Point localization data
----------------

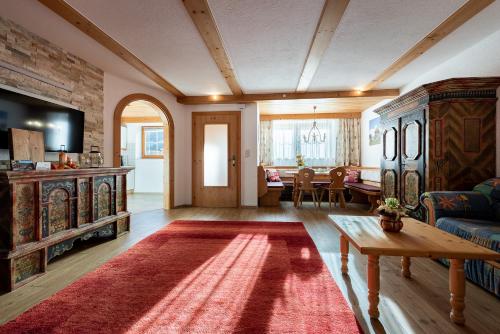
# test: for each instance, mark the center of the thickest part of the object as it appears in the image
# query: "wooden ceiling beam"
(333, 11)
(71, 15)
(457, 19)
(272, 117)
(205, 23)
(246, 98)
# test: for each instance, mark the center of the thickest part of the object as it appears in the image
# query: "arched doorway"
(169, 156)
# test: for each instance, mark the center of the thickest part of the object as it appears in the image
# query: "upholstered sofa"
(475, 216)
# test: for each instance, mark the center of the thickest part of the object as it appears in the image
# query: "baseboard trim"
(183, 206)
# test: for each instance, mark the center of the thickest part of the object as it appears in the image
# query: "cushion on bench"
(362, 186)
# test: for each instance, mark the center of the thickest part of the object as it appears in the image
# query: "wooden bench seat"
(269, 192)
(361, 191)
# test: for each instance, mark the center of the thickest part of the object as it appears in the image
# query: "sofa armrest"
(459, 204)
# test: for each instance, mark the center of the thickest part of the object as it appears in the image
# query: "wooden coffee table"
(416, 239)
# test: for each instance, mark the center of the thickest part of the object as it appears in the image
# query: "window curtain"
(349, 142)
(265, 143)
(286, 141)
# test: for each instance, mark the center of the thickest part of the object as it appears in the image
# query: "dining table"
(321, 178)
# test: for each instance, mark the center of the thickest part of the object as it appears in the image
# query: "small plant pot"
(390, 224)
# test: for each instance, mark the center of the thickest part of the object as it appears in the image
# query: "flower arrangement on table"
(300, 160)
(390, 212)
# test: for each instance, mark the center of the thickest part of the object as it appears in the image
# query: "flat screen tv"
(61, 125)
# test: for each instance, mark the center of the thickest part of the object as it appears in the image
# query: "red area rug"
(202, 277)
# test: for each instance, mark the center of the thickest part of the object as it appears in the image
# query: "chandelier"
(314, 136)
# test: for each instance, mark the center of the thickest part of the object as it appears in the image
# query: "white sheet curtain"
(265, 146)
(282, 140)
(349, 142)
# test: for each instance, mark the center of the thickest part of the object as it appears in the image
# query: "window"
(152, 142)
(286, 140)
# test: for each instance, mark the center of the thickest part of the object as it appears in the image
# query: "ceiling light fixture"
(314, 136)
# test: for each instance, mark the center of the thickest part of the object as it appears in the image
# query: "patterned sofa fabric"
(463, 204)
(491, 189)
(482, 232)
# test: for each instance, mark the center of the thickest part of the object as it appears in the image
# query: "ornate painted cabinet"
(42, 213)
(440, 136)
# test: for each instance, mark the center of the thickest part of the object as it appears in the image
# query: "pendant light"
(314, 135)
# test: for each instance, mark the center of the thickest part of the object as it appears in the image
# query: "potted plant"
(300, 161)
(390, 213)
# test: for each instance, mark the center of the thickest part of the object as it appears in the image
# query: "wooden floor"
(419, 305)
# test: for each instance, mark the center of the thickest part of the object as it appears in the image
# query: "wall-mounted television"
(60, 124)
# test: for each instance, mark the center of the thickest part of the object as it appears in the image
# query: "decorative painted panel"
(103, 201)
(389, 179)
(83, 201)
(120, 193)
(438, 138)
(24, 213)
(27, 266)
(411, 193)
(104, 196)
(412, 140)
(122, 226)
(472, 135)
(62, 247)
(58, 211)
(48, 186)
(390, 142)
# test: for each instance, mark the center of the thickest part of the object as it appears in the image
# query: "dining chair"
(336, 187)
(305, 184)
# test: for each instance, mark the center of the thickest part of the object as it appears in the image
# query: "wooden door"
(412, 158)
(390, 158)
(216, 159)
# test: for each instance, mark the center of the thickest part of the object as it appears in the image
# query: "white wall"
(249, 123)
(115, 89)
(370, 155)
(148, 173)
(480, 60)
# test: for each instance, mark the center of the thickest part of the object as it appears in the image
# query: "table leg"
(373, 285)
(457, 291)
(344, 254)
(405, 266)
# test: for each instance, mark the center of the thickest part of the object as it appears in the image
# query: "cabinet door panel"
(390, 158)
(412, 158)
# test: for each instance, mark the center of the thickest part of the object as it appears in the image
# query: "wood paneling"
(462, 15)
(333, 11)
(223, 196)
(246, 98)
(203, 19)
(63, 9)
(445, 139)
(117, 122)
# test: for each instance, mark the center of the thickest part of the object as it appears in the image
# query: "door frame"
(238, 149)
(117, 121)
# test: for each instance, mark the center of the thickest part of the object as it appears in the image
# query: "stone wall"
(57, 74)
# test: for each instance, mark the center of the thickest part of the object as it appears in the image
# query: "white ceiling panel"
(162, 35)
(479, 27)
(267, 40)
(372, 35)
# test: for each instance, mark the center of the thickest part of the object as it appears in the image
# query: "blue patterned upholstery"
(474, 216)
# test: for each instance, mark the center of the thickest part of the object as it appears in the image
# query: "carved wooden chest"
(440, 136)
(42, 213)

----------------

== Required action ==
Restate the records in full and word for word, but keep the pictures out.

== Solution to this exercise ==
# test: for each instance, mark the center of the thickest part of the object as it appears in the image
# query: "wooden ceiling beam"
(333, 11)
(71, 15)
(457, 19)
(272, 117)
(205, 23)
(246, 98)
# test: for each instance, mark the center of the thickest part of the object as it appears in the image
# query: "arched doorway"
(169, 156)
# test: for each instance, mark the center of the thickest part of the object as it appears in the image
# query: "upholstered sofa"
(475, 216)
# test: for each instance, mark the center of the thickest part of the object as it appears in the image
# query: "baseboard trim"
(183, 206)
# test: for each instance, mark the center of the thickest part of the object as it appears in the image
# query: "cushion on bench"
(362, 186)
# test: for each instance, mark the center of the thickest part of the object as it appears in the image
# query: "wooden bench seat"
(269, 192)
(361, 191)
# test: for each instance, mark the center of the thickest part of the object as it appears in the image
# query: "sofa armrest"
(459, 204)
# test: for each instance, mark the center of the thickest part of the object as it appears in the image
# query: "wooden coffee table"
(416, 239)
# test: for each instance, mark the center of the thickest part of the object as it appears in the image
# query: "window curtain"
(349, 142)
(265, 143)
(286, 141)
# test: for each instance, mark the center of the thickest part of the object as it appears in the image
# query: "dining table"
(321, 178)
# test: for each instance, mark the center of the thickest part of the object as it appears in the image
# query: "small plant pot"
(390, 224)
# test: for each instance, mark the center of the thickest part of the object as it appears in the image
# query: "flower arrangement on table"
(300, 160)
(390, 212)
# test: for each instance, mark the center of the thickest part of the object as it appears in the image
# query: "flat screen tv"
(61, 125)
# test: for each instance, mark the center of the thickest part of the object as it appears in the image
# query: "red area rug"
(202, 277)
# test: for each instance, mark the center of the thickest part of the object as it appears in the image
# query: "chandelier"
(314, 136)
# test: for each instance, mark the center of the thickest part of the object as it appears in the image
# query: "white sheet curtain"
(265, 146)
(282, 140)
(349, 142)
# test: for each instance, mark the center of the thickest part of the object as it appears in the image
# query: "window"
(152, 142)
(286, 140)
# test: for each instance, mark the center of the thickest part of the object as it appears in the image
# query: "ceiling light fixture"
(314, 136)
# test: for each instance, mark the center of the thickest part of the object as it appears in the image
# query: "patterned sofa fabric"
(463, 204)
(491, 189)
(482, 232)
# test: for each instance, mark the center of the thickest part of the object as it appears in the image
# query: "ornate painted cabinet"
(42, 213)
(440, 136)
# test: for each instance, mark the center of the thickest part of the object as it appears in the image
# query: "pendant light"
(314, 135)
# test: for each instance, mark the center of the thickest part of the object as it appears in the image
# query: "potted plant"
(300, 161)
(390, 213)
# test: for each instance, mark the center of the thickest part of the object as it appears in the image
# query: "wooden floor"
(419, 305)
# test: for each instance, mark the center of the thickest part of the object as it appears in the image
# query: "wall-mounted television"
(60, 124)
# test: for each instance, mark the center of the thickest part of the object as it appears in the image
# query: "decorative painted panel"
(103, 201)
(389, 179)
(83, 201)
(120, 193)
(438, 138)
(24, 213)
(27, 266)
(411, 193)
(104, 196)
(412, 140)
(122, 226)
(472, 135)
(62, 247)
(58, 211)
(48, 186)
(390, 142)
# test: for each instance, mark the center of the thickest part of the object as it appears in the image
# query: "dining chair"
(336, 187)
(305, 184)
# test: for each instance, mark the center of the thickest part of the object as it appears in the image
# query: "wooden door"
(412, 158)
(390, 158)
(216, 159)
# test: for each instance, mark the center of the thickest part of the object as it appears in the image
# query: "white wall"
(249, 123)
(115, 89)
(370, 155)
(148, 173)
(480, 60)
# test: for each instance, mark the center of the thickest part of the object as it appears in the image
# query: "table leg"
(373, 285)
(457, 291)
(344, 254)
(405, 266)
# test: for each instance, mark the center of the thickest part of the object as it appears in the image
# query: "cabinet door panel"
(390, 158)
(412, 158)
# test: for each instance, mark the center of the thickest part of the object as it appears in the image
# query: "wood paneling"
(462, 15)
(333, 11)
(223, 196)
(246, 98)
(203, 19)
(63, 9)
(445, 139)
(117, 122)
# test: for each instance, mark the center of the thickest part of the object as it appears in the image
# query: "door frame"
(238, 149)
(117, 121)
# test: for each instance, mark the center of the thickest part of the object as it appears in the image
# query: "stone wall"
(57, 74)
# test: for each instance, mark the center of the thickest part of the object as it appears in the image
# query: "white ceiling panel"
(162, 35)
(479, 27)
(267, 40)
(372, 35)
# test: for each instance, mark the center of the thickest part of the object as it appears in the image
# query: "blue patterned upholstery"
(474, 216)
# test: for each instance, mark the center of the thickest part of the object as it appears in the image
# query: "carved wooden chest"
(440, 136)
(42, 213)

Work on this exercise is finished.